Problem:
If a line in the data below contains the word "backdrop", copy it out.

Exercise inputs below:

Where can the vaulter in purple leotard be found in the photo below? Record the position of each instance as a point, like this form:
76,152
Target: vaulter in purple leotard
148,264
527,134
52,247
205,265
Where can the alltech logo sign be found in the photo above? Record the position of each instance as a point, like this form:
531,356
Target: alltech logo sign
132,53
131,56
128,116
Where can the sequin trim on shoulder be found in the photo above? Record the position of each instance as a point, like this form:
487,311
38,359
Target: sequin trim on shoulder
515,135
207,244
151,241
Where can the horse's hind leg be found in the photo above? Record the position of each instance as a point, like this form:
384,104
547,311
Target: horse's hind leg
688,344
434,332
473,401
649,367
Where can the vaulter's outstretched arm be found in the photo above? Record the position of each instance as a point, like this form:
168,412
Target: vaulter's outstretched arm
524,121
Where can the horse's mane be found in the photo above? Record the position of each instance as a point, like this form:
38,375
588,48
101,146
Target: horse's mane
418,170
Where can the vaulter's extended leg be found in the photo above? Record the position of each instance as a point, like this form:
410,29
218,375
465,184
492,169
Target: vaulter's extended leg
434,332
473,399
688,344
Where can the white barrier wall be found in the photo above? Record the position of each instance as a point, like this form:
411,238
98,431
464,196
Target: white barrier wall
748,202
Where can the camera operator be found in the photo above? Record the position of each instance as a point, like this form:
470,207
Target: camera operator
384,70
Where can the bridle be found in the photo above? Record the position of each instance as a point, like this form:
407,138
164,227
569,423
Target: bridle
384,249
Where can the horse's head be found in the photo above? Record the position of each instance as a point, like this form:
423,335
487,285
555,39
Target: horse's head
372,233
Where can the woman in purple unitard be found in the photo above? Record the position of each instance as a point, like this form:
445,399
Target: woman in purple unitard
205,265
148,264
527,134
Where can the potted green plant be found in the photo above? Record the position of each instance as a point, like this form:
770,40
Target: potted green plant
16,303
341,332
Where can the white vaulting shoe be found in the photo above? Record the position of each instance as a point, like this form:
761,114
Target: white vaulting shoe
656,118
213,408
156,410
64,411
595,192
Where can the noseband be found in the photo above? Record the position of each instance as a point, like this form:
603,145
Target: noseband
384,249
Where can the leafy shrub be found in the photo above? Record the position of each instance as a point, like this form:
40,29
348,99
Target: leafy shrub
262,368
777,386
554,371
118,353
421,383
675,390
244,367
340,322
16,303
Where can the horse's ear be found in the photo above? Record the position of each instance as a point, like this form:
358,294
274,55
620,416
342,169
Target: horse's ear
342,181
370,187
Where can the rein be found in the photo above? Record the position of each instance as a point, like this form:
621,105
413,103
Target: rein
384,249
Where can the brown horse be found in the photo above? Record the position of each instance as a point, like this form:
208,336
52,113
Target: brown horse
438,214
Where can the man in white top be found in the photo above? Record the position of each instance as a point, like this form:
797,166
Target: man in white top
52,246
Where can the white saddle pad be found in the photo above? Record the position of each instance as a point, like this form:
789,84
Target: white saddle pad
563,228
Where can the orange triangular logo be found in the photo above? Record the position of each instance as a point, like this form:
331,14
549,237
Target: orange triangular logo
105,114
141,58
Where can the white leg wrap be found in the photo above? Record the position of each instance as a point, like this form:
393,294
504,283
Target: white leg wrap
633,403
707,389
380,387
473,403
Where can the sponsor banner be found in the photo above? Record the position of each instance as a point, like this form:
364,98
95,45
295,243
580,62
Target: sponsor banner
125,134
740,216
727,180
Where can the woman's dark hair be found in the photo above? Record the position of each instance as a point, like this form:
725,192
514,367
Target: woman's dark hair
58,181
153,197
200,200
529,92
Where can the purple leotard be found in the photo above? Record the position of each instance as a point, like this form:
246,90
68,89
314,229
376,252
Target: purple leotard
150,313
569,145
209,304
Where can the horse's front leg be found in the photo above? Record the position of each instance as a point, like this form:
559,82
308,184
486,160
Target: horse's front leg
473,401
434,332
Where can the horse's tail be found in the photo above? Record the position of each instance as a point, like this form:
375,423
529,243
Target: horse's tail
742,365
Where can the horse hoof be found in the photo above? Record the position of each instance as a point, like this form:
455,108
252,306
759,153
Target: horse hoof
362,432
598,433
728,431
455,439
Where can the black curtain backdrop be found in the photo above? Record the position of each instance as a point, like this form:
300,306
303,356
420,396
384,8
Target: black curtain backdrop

End of Exercise inputs.

Answer for the task:
Where can the black curtain backdrop be found in the photo above? Record the position of each instance as a point, like this form:
Target: black curtain backdrop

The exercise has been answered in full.